_Objectives_
- 1) In the web scraping notebook below, what dealer name is returned for the first car in the results?
- 2) Revise the web scraping notebook below by reproducing everything from "### As we have" down to "results[0].find('h2').get_text()" with "first car" changed to "first vehicle".

_Extract_
[start]

# Web Scraping

## Scraping Car Data from 'cars.com'
## Focusing on the Brand 'BMW'
## Data points 
- Name
- Vehicle Dealer
- Price
- Rating
- Reviews

In [2]:
from bs4 import BeautifulSoup
from urllib.request import urlopen
import requests
import pandas as pd
import openpyxl

In [3]:
website = 'https://www.cars.com/shopping/results/?stock_type=new&makes%5B%5D=bmw&models%5B%5D=&list_price_max=&maximum_distance=all&zip=='

In [4]:
response = requests.get(website)
response.status_code

200

## Object to get HTML elements

In [5]:
bs = BeautifulSoup(response.content, 'html.parser')

In [6]:
bs.h1

<h1 class="sds-heading--1 sds-page-section__title">New BMW for sale</h1>

## Creating list to store details

In [7]:
results = bs.find_all('div',{'class' : 'vehicle-card'})

In [8]:
len(results)

20

### As we have ony 20 results displaced on the webpage, the 'length' of the variable 'result' is 20.

## Targeting the data points for the first car


### Name

In [9]:
results[0].find('h2').get_text()

'2022 BMW 330 i'

### Dealer name

In [10]:
results[0].find('div',{'class':'dealer-name'}).get_text().strip()

'BMW of Roseville'

### Price

In [11]:
results[0].find('span',{'class':'primary-price'}).get_text()

'$45,730'

### Rating

In [12]:
results[0].find('span',{'class':'sds-rating__count'}).get_text()

[end]

_Data shown_
[start]

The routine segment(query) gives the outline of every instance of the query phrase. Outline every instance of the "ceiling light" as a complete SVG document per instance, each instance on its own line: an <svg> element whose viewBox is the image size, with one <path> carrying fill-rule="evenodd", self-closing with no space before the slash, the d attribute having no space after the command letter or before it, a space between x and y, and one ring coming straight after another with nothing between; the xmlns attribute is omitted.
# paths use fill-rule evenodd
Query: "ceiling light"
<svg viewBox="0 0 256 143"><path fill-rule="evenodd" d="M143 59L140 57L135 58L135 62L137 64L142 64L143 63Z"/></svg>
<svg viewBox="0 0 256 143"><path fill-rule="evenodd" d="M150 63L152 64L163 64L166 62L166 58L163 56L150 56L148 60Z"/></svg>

[end]

_Responses in order_
- 1) BMW of Roseville

- 2)
### As we have ony 20 results displaced on the webpage, the 'length' of the variable 'result' is 20.

## Targeting the data points for the first vehicle


### Name

In [9]:
results[0].find('h2').get_text()